# [Given request]
Only the lines from the line holding "of the narrow" to the last line should be output, each exactly as given.

# [Available records]
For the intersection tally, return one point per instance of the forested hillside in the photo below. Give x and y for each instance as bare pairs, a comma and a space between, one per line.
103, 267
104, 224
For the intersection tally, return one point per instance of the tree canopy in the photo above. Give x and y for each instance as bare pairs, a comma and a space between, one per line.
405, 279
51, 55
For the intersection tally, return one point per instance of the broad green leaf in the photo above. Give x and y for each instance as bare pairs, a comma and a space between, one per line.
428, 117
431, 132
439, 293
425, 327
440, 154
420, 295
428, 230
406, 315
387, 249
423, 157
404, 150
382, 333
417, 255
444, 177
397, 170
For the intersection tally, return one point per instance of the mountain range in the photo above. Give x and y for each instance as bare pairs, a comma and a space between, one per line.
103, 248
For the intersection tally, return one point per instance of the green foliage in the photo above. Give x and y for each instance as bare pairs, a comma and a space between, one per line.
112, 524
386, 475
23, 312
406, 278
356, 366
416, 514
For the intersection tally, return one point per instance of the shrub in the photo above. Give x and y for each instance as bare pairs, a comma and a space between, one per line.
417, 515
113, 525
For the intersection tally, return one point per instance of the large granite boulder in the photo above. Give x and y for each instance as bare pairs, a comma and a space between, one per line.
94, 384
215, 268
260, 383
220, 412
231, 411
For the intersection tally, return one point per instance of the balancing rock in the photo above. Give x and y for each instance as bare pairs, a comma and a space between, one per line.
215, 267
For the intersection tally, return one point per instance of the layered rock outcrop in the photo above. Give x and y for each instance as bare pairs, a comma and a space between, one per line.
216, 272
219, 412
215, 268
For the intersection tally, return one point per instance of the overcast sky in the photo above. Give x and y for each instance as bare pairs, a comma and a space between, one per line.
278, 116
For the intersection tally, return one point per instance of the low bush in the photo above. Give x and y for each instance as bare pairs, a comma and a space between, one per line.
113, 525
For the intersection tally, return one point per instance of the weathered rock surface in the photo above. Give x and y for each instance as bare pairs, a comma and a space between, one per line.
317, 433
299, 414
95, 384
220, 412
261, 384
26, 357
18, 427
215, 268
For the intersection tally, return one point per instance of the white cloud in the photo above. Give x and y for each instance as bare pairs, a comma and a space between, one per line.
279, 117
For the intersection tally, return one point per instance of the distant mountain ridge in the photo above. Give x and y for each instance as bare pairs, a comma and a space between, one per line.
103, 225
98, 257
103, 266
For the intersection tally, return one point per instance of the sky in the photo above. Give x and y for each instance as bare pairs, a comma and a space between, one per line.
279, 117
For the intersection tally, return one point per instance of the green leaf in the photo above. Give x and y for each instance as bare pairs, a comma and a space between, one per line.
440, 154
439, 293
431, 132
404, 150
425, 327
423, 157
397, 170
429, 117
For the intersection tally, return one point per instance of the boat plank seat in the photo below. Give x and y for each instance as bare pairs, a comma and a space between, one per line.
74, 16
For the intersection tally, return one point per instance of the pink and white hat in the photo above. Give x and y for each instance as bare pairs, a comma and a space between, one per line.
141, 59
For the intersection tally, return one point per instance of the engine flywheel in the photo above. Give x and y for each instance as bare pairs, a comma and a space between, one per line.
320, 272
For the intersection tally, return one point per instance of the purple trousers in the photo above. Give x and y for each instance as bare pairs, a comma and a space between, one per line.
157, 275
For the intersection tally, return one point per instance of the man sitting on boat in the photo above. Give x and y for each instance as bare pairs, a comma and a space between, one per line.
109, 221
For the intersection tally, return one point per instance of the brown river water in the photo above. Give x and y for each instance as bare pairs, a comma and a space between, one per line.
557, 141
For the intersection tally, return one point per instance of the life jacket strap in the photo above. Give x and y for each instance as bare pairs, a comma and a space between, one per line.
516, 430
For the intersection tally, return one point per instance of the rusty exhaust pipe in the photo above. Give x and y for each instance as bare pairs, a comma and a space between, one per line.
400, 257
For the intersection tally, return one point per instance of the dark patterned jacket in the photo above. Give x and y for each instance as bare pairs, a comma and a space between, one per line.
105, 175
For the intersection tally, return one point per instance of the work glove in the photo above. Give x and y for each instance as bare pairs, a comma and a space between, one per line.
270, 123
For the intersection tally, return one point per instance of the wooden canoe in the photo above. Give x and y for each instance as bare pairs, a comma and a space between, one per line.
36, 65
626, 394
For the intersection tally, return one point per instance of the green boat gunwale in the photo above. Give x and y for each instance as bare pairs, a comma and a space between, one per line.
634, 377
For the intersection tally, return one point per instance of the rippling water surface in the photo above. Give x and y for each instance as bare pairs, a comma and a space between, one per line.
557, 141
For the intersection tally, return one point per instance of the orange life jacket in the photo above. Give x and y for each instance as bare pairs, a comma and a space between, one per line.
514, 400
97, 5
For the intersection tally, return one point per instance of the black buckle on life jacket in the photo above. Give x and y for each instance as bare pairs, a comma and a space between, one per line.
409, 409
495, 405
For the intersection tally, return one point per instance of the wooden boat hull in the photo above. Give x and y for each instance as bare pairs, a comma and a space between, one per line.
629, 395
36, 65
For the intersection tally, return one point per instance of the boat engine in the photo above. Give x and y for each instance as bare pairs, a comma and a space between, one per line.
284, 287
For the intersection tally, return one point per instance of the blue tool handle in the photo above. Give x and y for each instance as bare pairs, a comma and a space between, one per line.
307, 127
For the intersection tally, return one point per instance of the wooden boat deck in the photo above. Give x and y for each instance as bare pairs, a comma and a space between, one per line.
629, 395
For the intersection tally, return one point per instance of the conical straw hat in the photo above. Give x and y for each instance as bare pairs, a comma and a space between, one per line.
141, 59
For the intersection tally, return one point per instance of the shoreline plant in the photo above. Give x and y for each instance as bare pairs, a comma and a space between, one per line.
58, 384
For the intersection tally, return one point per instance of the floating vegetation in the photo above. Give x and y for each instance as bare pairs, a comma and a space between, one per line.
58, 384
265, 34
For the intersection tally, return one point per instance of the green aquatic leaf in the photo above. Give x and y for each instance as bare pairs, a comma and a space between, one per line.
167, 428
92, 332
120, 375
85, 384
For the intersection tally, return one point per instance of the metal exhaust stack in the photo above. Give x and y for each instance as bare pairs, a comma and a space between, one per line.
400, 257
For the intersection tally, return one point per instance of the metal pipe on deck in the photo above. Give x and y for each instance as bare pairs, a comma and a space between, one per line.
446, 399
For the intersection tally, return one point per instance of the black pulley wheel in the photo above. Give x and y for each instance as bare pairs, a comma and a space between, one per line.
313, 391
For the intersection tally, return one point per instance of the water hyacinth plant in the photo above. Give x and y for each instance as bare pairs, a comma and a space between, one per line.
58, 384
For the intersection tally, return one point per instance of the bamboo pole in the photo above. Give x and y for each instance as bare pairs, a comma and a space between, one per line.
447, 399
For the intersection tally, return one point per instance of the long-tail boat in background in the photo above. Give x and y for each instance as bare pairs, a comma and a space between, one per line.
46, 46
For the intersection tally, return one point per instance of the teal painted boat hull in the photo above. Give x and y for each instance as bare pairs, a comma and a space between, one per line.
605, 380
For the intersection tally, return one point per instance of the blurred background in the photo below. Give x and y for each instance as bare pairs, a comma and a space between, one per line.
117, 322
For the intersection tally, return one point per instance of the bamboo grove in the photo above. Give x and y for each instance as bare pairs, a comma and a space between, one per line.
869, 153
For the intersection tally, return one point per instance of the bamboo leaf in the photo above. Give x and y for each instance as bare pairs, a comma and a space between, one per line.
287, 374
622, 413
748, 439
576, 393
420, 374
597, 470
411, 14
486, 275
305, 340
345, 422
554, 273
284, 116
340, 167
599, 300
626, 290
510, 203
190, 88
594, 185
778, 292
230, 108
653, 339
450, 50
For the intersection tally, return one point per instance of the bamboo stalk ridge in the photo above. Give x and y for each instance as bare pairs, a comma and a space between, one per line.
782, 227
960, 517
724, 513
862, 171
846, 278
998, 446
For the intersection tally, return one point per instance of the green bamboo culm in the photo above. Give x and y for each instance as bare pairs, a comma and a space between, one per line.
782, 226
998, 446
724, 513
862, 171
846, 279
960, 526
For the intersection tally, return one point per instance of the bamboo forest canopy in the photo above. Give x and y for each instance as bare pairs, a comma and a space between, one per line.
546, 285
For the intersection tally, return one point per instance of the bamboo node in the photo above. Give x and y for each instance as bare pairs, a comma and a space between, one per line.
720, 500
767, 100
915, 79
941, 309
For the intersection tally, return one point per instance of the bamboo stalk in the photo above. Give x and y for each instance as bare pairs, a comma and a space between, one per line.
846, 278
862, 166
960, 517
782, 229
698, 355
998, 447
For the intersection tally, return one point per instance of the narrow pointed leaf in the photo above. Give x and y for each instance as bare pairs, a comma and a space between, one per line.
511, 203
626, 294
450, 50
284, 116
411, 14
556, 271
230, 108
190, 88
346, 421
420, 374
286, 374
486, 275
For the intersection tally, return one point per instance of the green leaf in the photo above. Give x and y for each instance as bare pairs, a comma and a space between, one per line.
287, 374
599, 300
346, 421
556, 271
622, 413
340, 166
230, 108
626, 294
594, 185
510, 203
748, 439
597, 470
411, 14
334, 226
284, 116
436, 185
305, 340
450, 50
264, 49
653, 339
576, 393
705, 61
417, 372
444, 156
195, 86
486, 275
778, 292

# [Written reply]
For the intersection tally, return one point per instance of the narrow pointed leaf in the photo above. Give x and y for each instance as bare pairs, a comma and a space between, one per line.
511, 203
626, 294
450, 50
284, 116
411, 14
556, 271
230, 108
190, 88
346, 421
420, 374
286, 374
486, 275
For the intersection tally, return one point per instance of the green leaf in the photo above. Give x and y for each instance as bare pairs, a comma and a space between, one per line.
287, 374
599, 300
346, 421
556, 271
622, 413
340, 166
230, 108
626, 294
594, 185
510, 203
748, 439
597, 470
411, 14
334, 226
284, 116
436, 185
305, 340
450, 50
264, 49
653, 339
576, 393
705, 61
417, 372
444, 156
195, 86
486, 275
778, 292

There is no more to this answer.